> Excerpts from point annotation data
** START **

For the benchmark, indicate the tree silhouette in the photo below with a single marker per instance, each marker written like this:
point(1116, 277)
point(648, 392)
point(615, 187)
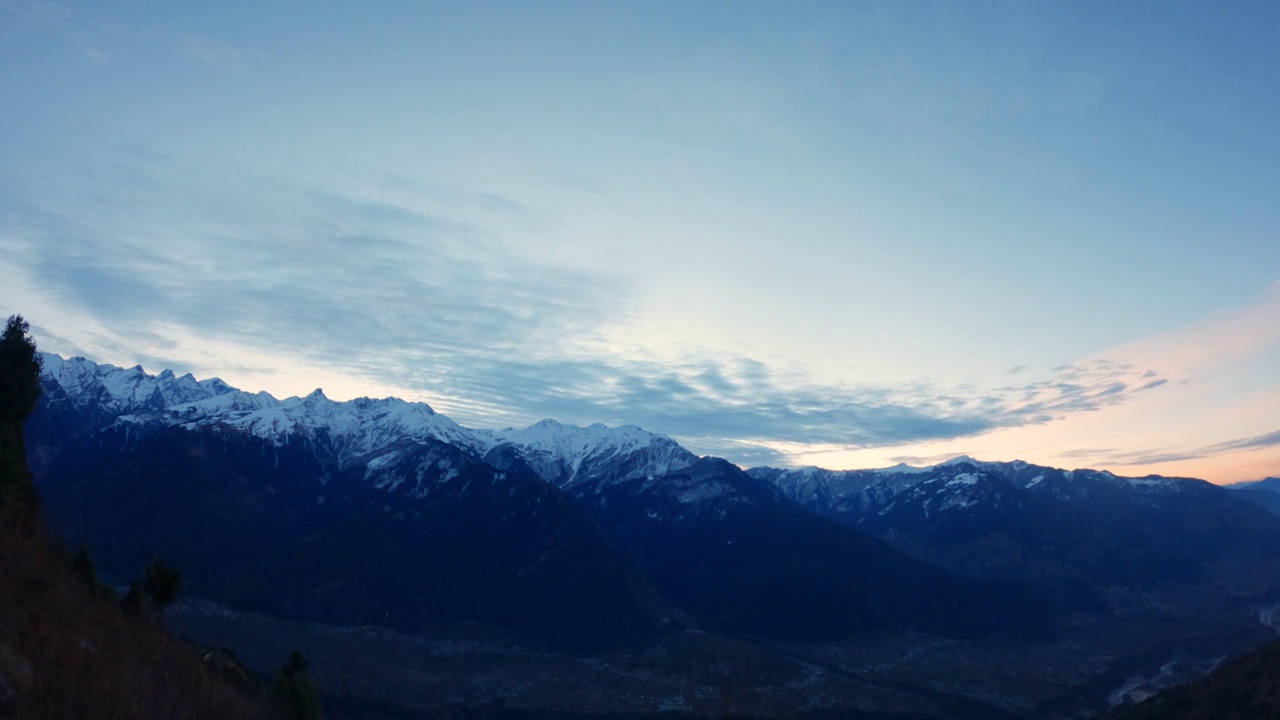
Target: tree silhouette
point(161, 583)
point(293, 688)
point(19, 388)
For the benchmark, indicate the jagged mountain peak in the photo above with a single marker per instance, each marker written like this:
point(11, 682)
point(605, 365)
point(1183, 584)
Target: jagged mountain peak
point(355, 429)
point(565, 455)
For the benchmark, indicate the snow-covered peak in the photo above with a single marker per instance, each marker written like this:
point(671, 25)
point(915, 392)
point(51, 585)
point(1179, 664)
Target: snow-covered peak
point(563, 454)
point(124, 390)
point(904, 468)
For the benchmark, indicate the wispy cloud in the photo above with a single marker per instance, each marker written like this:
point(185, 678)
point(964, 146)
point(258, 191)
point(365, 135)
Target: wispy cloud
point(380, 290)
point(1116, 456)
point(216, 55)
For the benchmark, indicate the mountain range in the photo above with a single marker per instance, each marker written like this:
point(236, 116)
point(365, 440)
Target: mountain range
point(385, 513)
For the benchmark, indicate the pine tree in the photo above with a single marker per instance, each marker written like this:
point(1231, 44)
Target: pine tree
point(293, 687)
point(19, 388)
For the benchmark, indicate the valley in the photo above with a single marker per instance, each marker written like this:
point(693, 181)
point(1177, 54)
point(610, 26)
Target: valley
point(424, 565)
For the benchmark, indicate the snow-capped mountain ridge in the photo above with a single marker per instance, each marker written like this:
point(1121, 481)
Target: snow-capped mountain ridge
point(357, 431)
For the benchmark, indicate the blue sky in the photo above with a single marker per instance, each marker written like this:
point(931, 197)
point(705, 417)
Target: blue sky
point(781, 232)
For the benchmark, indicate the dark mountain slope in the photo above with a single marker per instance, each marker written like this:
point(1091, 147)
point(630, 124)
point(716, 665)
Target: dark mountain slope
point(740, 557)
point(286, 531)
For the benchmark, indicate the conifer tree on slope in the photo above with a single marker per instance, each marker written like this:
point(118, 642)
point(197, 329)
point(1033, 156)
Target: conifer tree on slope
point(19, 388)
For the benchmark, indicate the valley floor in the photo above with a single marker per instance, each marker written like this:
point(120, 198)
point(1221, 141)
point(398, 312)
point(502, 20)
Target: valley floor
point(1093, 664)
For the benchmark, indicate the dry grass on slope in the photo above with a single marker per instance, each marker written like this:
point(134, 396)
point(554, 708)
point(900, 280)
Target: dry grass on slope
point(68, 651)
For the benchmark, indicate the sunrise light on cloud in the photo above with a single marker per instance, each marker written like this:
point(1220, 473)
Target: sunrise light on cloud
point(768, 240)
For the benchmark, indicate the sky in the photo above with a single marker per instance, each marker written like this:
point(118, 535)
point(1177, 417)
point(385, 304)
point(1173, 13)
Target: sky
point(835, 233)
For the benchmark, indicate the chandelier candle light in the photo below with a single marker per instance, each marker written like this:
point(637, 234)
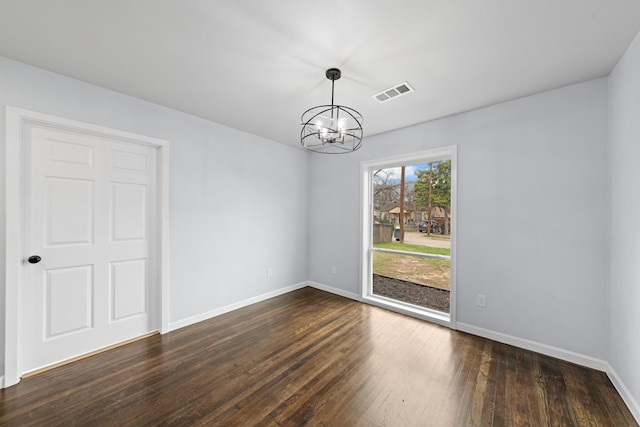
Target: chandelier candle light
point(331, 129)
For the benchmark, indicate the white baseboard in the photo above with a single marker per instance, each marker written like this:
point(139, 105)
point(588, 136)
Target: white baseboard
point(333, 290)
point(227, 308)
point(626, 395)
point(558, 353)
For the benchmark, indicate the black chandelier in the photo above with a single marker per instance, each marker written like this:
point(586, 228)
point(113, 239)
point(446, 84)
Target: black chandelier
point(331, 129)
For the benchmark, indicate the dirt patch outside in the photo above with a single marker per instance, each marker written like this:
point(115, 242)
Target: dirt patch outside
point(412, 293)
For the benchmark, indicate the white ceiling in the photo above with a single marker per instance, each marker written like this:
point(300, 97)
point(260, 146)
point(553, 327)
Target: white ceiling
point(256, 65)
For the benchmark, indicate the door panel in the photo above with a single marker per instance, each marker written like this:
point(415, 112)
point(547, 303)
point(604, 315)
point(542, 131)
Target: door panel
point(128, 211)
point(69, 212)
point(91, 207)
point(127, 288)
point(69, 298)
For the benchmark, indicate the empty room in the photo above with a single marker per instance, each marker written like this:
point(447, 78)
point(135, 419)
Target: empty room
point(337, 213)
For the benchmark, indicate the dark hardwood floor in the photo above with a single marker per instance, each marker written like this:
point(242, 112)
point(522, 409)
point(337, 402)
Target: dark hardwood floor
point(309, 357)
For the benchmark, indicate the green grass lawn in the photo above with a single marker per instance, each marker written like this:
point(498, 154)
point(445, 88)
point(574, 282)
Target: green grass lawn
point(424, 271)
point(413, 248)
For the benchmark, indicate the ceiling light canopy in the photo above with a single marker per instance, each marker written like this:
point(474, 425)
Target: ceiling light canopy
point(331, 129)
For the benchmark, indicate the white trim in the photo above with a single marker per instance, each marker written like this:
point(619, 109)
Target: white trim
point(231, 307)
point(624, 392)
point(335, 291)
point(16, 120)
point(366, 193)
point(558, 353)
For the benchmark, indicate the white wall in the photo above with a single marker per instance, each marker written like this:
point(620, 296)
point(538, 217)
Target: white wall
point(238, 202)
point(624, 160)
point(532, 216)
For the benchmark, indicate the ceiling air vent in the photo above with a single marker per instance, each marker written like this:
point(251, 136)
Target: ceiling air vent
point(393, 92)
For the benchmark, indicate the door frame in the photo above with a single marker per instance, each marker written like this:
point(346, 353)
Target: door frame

** END **
** START **

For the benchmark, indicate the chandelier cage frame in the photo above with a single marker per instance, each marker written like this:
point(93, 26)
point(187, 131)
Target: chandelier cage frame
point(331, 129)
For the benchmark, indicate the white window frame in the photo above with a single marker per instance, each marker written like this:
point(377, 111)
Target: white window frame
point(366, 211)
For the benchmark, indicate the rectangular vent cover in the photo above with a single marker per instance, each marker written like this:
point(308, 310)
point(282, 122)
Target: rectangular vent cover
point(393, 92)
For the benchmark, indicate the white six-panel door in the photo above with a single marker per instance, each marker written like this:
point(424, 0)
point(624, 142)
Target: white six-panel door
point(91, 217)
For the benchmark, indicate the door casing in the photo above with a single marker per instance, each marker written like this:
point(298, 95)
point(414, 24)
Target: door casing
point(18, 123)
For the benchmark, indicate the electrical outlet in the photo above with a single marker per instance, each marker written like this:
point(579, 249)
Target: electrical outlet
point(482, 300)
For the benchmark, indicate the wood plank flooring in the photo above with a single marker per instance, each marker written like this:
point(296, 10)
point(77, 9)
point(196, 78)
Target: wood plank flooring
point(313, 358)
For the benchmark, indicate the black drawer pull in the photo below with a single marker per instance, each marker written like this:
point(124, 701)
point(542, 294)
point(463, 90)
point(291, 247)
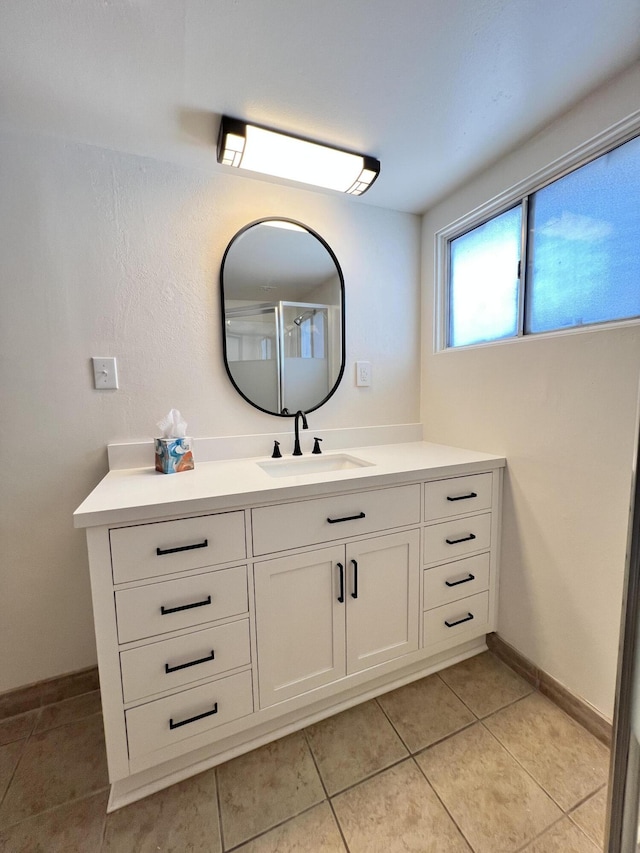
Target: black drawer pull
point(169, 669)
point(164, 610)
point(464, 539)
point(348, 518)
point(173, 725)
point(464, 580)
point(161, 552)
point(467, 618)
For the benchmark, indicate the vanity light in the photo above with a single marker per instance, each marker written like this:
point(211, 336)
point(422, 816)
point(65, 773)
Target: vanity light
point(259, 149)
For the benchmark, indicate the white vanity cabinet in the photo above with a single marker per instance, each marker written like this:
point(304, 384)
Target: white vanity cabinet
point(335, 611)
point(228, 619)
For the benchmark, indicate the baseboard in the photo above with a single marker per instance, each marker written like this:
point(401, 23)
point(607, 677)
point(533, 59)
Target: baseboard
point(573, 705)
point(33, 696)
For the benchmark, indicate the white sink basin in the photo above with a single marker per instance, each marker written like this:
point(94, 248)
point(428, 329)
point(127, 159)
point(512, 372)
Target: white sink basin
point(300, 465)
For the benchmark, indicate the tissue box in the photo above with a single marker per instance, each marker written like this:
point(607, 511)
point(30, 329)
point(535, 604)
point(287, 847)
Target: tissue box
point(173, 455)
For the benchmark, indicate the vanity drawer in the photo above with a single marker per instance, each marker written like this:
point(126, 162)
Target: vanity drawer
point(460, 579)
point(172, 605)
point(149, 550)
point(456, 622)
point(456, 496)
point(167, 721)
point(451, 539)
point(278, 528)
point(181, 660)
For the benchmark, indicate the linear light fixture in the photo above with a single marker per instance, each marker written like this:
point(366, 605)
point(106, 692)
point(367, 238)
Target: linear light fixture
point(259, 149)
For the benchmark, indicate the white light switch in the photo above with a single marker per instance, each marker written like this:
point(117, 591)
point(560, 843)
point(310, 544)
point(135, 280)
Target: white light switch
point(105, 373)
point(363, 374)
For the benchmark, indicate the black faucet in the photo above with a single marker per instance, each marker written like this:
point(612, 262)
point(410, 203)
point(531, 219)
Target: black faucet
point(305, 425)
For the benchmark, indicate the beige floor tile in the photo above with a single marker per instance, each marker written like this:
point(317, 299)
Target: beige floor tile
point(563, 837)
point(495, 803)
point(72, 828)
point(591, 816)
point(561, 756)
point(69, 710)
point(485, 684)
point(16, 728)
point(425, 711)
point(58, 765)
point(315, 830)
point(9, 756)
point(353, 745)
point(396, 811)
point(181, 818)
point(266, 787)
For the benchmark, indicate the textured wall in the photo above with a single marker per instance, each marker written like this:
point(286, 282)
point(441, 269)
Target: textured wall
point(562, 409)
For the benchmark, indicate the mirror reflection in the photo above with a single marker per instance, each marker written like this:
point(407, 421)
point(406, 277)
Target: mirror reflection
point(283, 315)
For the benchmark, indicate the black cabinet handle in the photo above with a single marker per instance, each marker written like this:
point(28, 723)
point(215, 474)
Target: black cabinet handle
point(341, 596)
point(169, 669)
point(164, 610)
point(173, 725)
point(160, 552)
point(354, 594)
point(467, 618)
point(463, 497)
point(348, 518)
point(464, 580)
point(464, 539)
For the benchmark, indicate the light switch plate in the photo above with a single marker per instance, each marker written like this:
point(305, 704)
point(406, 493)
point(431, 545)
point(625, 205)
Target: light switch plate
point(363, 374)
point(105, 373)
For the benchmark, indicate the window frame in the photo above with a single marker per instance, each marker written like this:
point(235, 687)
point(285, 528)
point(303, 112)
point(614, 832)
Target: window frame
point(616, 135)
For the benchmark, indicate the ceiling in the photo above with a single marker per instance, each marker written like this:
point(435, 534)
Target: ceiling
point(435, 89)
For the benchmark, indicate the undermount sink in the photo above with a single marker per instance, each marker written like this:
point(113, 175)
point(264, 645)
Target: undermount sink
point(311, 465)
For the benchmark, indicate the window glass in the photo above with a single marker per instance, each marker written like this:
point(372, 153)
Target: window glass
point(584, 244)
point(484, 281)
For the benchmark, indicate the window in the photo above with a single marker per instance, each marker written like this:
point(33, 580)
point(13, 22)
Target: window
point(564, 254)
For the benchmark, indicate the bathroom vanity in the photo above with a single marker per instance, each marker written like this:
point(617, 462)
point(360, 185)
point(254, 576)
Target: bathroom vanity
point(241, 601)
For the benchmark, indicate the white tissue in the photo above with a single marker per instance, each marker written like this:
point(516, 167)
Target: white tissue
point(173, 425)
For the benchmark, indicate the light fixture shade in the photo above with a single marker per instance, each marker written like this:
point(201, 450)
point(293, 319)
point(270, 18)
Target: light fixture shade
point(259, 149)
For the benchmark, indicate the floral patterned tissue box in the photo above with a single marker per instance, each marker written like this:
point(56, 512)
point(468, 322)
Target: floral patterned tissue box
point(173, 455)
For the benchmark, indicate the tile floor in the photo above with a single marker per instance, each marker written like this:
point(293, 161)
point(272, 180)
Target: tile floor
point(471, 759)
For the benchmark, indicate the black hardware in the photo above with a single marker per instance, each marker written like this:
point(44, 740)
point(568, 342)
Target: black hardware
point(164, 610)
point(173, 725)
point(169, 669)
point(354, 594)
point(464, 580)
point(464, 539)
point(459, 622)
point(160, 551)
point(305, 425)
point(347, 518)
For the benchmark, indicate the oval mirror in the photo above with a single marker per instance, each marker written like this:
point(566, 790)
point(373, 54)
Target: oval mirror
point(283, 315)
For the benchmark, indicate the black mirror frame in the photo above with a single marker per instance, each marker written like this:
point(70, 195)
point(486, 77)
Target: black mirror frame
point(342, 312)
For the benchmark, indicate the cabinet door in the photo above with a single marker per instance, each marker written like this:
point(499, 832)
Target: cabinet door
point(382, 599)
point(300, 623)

** END **
** START **

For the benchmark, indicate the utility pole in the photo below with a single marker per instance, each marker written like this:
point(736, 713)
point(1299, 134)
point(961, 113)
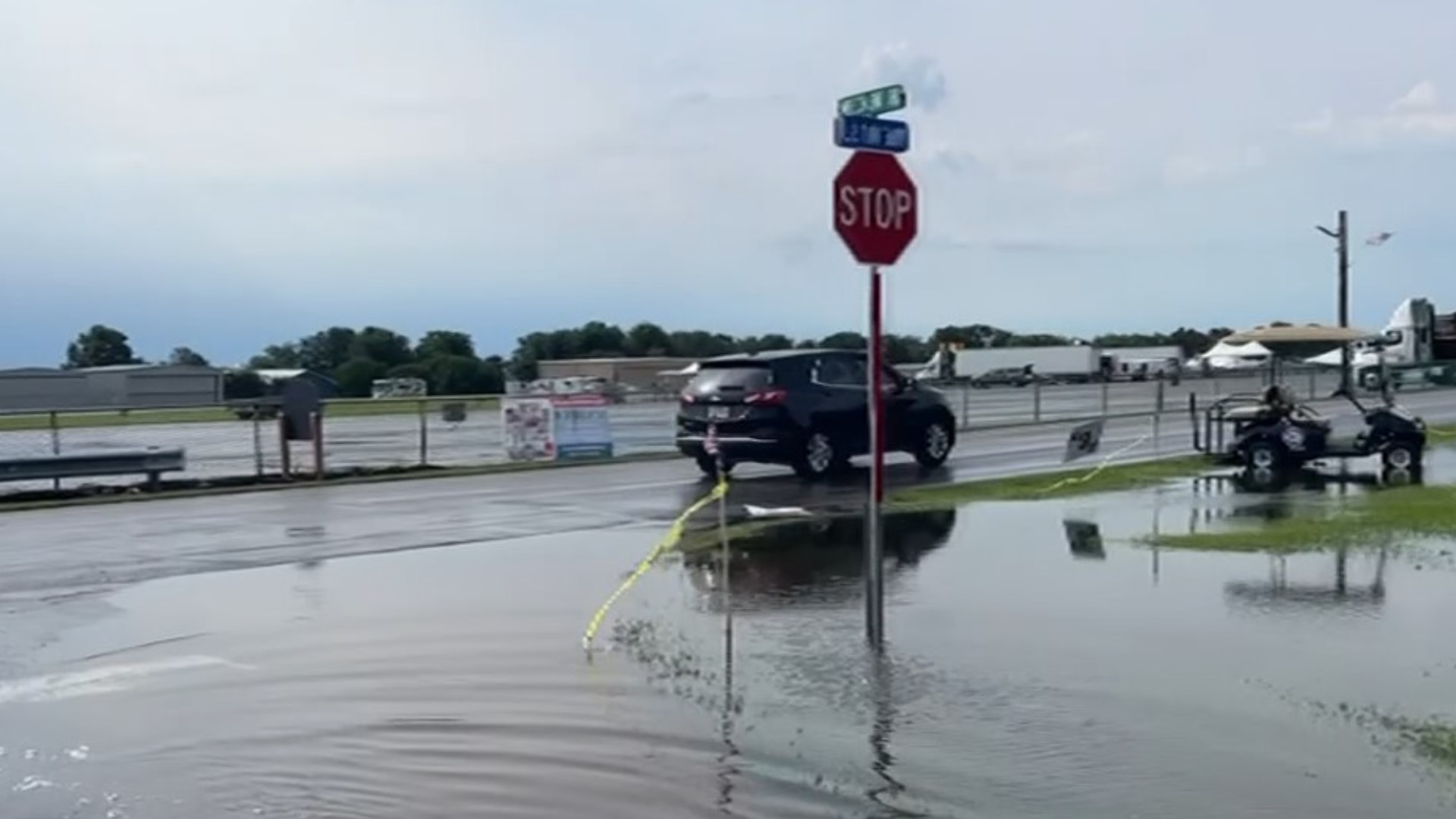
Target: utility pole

** END **

Rewrite the records starting with the line with "For the benchmark, indicate the black mirror" and going on through the line with "point(300, 623)", changing "cabinet door" to "cupboard door" and keeping everything else the same.

> Exercise answer
For the benchmark, indicate the black mirror frame in the photo above with a single marker per instance, each marker written like this:
point(70, 195)
point(486, 77)
Target: black mirror frame
point(342, 312)
For the benchmark, indicate the cupboard door in the photo above with a single marker per instance, each marker written like this:
point(499, 832)
Target: cupboard door
point(382, 599)
point(300, 623)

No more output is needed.